Exercise task: Each entry below should be echoed exactly, with pictures omitted.
# # #
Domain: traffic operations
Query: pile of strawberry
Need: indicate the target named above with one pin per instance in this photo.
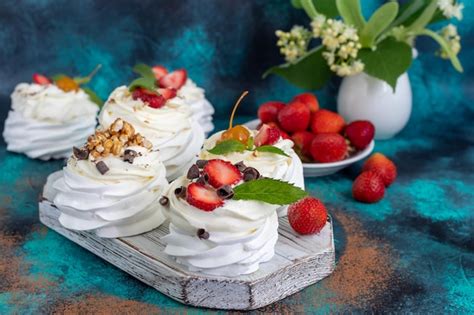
(168, 84)
(319, 135)
(212, 182)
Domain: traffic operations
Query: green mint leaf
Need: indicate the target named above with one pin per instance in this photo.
(270, 191)
(227, 146)
(390, 60)
(250, 143)
(310, 72)
(378, 22)
(351, 12)
(144, 70)
(93, 96)
(147, 83)
(271, 149)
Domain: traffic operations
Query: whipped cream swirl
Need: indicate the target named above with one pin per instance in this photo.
(45, 122)
(286, 168)
(201, 108)
(242, 234)
(122, 202)
(169, 128)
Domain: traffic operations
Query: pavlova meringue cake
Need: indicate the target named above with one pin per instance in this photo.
(192, 95)
(224, 221)
(112, 185)
(49, 117)
(263, 149)
(162, 117)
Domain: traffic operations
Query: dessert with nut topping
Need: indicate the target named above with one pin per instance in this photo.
(112, 185)
(162, 117)
(223, 217)
(50, 116)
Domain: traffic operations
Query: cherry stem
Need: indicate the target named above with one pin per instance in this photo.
(244, 94)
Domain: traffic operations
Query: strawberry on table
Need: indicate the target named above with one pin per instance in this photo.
(174, 80)
(294, 117)
(222, 173)
(159, 71)
(368, 187)
(309, 99)
(360, 133)
(41, 79)
(325, 121)
(203, 197)
(267, 135)
(268, 112)
(328, 147)
(383, 166)
(307, 216)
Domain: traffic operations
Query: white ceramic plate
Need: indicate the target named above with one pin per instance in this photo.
(323, 169)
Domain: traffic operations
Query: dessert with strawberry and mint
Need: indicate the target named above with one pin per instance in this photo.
(264, 149)
(51, 115)
(223, 217)
(112, 185)
(165, 119)
(320, 135)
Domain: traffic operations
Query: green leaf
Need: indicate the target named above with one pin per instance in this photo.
(227, 146)
(270, 191)
(424, 18)
(144, 70)
(378, 23)
(445, 46)
(147, 83)
(271, 149)
(390, 60)
(351, 13)
(93, 96)
(310, 72)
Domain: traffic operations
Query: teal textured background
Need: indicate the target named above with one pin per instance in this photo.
(411, 252)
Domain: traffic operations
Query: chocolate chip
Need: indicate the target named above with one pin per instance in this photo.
(102, 167)
(240, 166)
(80, 154)
(250, 173)
(164, 201)
(203, 234)
(201, 163)
(225, 192)
(193, 172)
(129, 155)
(180, 192)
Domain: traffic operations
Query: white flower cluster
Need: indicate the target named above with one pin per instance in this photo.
(451, 8)
(450, 34)
(342, 44)
(293, 44)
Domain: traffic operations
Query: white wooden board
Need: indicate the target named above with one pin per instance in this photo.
(299, 262)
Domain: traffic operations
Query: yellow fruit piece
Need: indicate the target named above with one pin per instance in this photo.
(67, 84)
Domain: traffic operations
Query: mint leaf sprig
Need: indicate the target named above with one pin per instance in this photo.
(229, 146)
(269, 190)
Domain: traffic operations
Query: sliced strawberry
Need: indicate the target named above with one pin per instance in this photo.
(203, 197)
(41, 79)
(267, 135)
(167, 93)
(159, 71)
(222, 173)
(174, 80)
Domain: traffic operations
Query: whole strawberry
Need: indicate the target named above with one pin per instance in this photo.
(360, 133)
(381, 164)
(325, 121)
(328, 147)
(307, 216)
(294, 117)
(268, 112)
(368, 187)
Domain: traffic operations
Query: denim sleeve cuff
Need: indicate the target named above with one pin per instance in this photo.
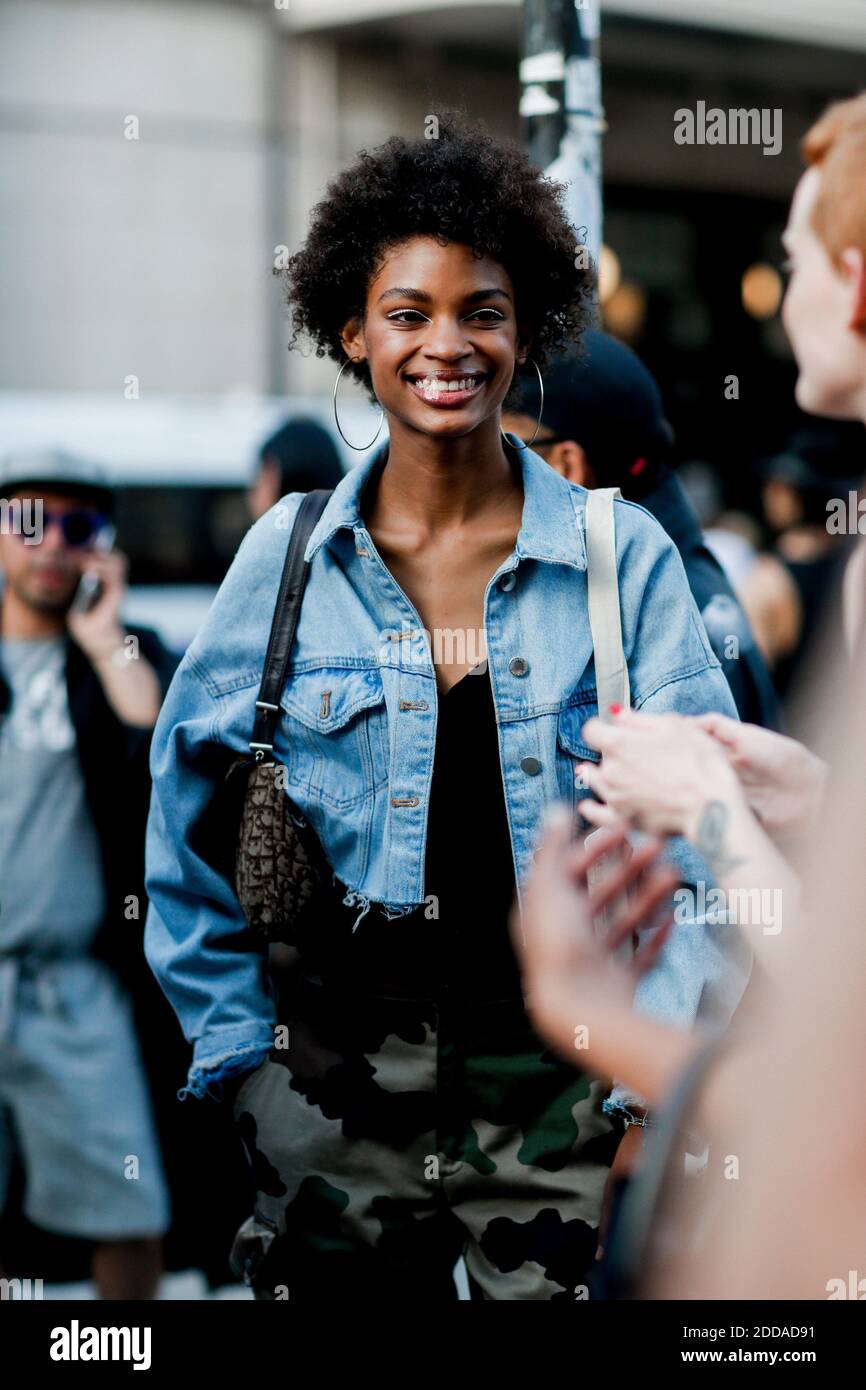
(220, 1055)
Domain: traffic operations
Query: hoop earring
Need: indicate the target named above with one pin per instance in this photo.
(541, 409)
(356, 446)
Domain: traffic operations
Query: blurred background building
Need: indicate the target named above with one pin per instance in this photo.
(159, 156)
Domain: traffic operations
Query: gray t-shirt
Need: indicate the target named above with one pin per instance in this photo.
(52, 890)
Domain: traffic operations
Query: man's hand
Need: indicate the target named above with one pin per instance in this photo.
(99, 631)
(131, 684)
(781, 780)
(566, 962)
(656, 772)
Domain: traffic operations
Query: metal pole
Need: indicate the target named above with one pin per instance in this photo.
(562, 104)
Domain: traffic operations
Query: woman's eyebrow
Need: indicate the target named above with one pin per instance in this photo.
(421, 296)
(406, 293)
(488, 293)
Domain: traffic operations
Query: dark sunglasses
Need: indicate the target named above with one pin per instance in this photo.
(78, 527)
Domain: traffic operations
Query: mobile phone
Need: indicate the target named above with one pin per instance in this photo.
(89, 587)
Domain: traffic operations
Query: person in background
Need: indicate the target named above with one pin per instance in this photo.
(793, 591)
(79, 694)
(603, 426)
(793, 1226)
(299, 458)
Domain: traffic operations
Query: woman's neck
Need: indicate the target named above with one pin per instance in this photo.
(445, 483)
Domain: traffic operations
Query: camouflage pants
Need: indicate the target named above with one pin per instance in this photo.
(389, 1136)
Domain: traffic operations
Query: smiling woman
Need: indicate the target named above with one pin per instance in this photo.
(416, 1112)
(462, 188)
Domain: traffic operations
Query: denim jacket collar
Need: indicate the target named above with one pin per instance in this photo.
(552, 524)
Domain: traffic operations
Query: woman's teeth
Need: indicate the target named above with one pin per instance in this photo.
(434, 385)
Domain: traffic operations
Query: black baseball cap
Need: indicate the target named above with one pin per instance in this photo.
(608, 402)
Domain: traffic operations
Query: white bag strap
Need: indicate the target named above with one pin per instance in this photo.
(610, 669)
(605, 619)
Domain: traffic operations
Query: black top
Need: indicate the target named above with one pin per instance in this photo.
(460, 937)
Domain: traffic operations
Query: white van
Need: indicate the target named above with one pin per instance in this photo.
(181, 466)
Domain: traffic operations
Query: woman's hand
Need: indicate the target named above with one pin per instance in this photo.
(658, 772)
(567, 966)
(781, 780)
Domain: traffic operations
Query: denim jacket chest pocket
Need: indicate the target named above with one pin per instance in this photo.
(570, 747)
(335, 730)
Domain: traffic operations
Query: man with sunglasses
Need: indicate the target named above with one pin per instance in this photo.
(79, 694)
(603, 426)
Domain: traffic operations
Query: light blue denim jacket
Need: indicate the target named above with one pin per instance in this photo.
(357, 737)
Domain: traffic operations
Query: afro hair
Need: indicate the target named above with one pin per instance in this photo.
(459, 186)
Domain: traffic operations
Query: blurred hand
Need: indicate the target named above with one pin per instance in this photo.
# # #
Finished task:
Domain: traffic operations
Query: pile of strawberry
Need: indicate the target named above with one pin per instance in this photo.
(168, 84)
(319, 135)
(212, 182)
Domain: traffic operations
Query: green mint leaf
Need: indicate the target named above with one pin per instance in this photo.
(270, 191)
(227, 146)
(390, 60)
(250, 143)
(310, 72)
(378, 22)
(351, 12)
(144, 70)
(93, 96)
(147, 83)
(271, 149)
Domain: traffic operations
Query: whipped cream swirl
Need: indicate the target named above with one pin per instance in this photo.
(45, 122)
(286, 168)
(201, 108)
(242, 234)
(122, 202)
(169, 128)
Domain: traffic operations
Query: pavlova meringue cake
Need: indicate the target named above with one pin per instance in this photo.
(192, 95)
(224, 221)
(112, 185)
(49, 117)
(263, 149)
(162, 117)
Domain: traffic operations
Query: dessert with nut topping
Need: indicate the target named above with one pin per instance in this photo.
(112, 185)
(162, 117)
(223, 217)
(50, 116)
Domain: traffic operations
Query: cherry stem
Need: indicate the target named above with one pin per instance in this photo.
(244, 94)
Domain: traffic operations
Query: strawberry on table
Need: indicate the target named above with one pin per instance in this photo.
(174, 80)
(294, 117)
(222, 173)
(159, 71)
(368, 187)
(309, 99)
(360, 133)
(41, 79)
(325, 121)
(203, 197)
(267, 135)
(268, 112)
(328, 147)
(383, 166)
(307, 216)
Domain: traffic operations
Query: white ceramic plate
Need: indicate the target named above with one pin per instance in this photo.
(323, 169)
Domain: traffic operations
Query: dessert with strawberry and mint
Need: indicate the target named above with one pin per instance in this photo.
(264, 149)
(51, 115)
(223, 217)
(112, 185)
(165, 119)
(320, 135)
Domain: traffic operations
Query: green leaf
Need: indicate the target named above with one pin per instance in this photo.
(227, 146)
(270, 191)
(424, 18)
(144, 70)
(378, 23)
(445, 46)
(147, 83)
(271, 149)
(390, 60)
(351, 13)
(93, 96)
(310, 72)
Domain: traffic operations
Query: teal textured background
Need: indicate the target named above with one pin per instance in this photo.
(411, 252)
Domain: traffic operations
Query: chocolate chip
Need: indicate the target named above with one pin per instance in this photo.
(102, 167)
(240, 166)
(80, 154)
(250, 173)
(164, 201)
(203, 234)
(201, 163)
(225, 192)
(193, 172)
(129, 155)
(180, 192)
Domain: traffic operations
Query: white flower cluster
Need: indicate the target named above with one pin per instance in this photo.
(451, 8)
(450, 34)
(342, 44)
(293, 44)
Domain: traffic operations
Query: white wooden board
Need: indicate the target named above with one pin per instance in this photo.
(299, 262)
Domain: traffic operations
Query: yellow fruit piece
Need: indicate the target named above with one pin per instance in this photo.
(67, 84)
Domain: traffic operations
Query: mint leaf sprig
Need: indicate the target named above with one pin per instance in this photo.
(229, 146)
(269, 190)
Domain: traffic operations
Query: sliced strawberry
Need: indicate the target named above with one pin per instance in this photo.
(203, 197)
(41, 79)
(267, 135)
(167, 93)
(159, 71)
(222, 173)
(174, 80)
Domain: traffic operations
Query: whole strawberry
Need: indicate the target named above with one pin per instance in this photo.
(360, 133)
(381, 164)
(325, 121)
(328, 147)
(307, 216)
(294, 117)
(268, 112)
(368, 187)
Domain: traffic operations
Query: denim sleeve cuff
Need: indicate the target named above with one pin per instance in this photo.
(220, 1055)
Domain: traffic operations
Query: hoop earring
Need: indicate the target named above with one pin per instance in this photo.
(541, 409)
(356, 446)
Domain: traffic operations
Query: blurred background building
Need: indicate the target named above with one pin per instance in this photo.
(159, 156)
Domain: traffic operations
Query: gray t-shirt
Need: indicate the target named above with one pin per instance in this photo.
(52, 890)
Domain: traffic operations
Query: man's hand
Need: indicate the target named above with one pin per instance in this photo.
(99, 631)
(131, 684)
(781, 780)
(566, 962)
(656, 772)
Domain: traffic operations
Query: metal pole
Need: indicate the target named above with one pin per instance in this photo.
(562, 104)
Domain: traffic operations
Query: woman's eyebrow
Need: indicate the target named above with one pin per instance in this photo.
(421, 296)
(406, 293)
(488, 293)
Domain: traffic operations
Query: dark sunglasses
Need: indicate the target named above with one pin per instance in this photo.
(78, 527)
Domain: traffic operations
Query: mobile phone
Need: indicate the target named above with one pin per instance in this photo.
(89, 587)
Domain: traffic operations
Query: person in background
Need: indicate the target named above with one pin per instance in this photo.
(793, 591)
(79, 694)
(603, 426)
(793, 1226)
(299, 458)
Domain: traffic operations
Query: woman's neck
Need: indicate the target named above with one pin per instance in this photo.
(445, 483)
Domain: traffic operations
Query: camouflage pants
Need: indicate the target named above with one pin per instance in this photo.
(389, 1136)
Domain: traffic operations
Query: smiling woman
Need: indicate the target named above with one pin per instance in this photo.
(416, 1112)
(462, 188)
Domain: traffic operations
Query: denim jacket collar
Need: indicate the target named above with one pin per instance in this photo.
(552, 524)
Domain: traffic operations
Query: woman's teeth
Need: indicate the target named above with one pin per instance in this photo.
(434, 385)
Domain: traffic operations
Query: black baseball cap
Need: indicate the target named above with one pin per instance in this photo.
(608, 402)
Domain: traffic operations
Query: white bag strap
Need: indicate the target named above with one pin per instance in this photo.
(610, 669)
(605, 619)
Domain: traffic operations
Query: black top
Need: indicate the target named above with one pin per instance in this photo.
(460, 937)
Domain: traffic operations
Query: white van
Need: indicate the target named above with one pin per instance in this photo.
(181, 466)
Domain: traffic operations
Query: woman's hand
Need: indicate the target named above with one pin per instance in this photo.
(658, 772)
(567, 966)
(781, 780)
Domain: traffic operations
Query: denim jacket chest pocket
Need: indicate the target named above with one pin per instance in this photo.
(570, 747)
(335, 730)
Domain: traffic operations
Query: man with sunglasses
Need: indicate the target named above with one pin per instance in this photo.
(79, 694)
(603, 426)
Domain: traffic operations
Query: light blue denim jacket
Need: indicate the target named above with one pin per instance in this photo.
(357, 737)
Domain: traffic operations
Query: afro hair
Need: indicate the target named above with one pin per instance in this photo.
(459, 186)
Domain: traffic operations
Query: blurred hand
Need: indicate the target named above with one pin per instance in this photo.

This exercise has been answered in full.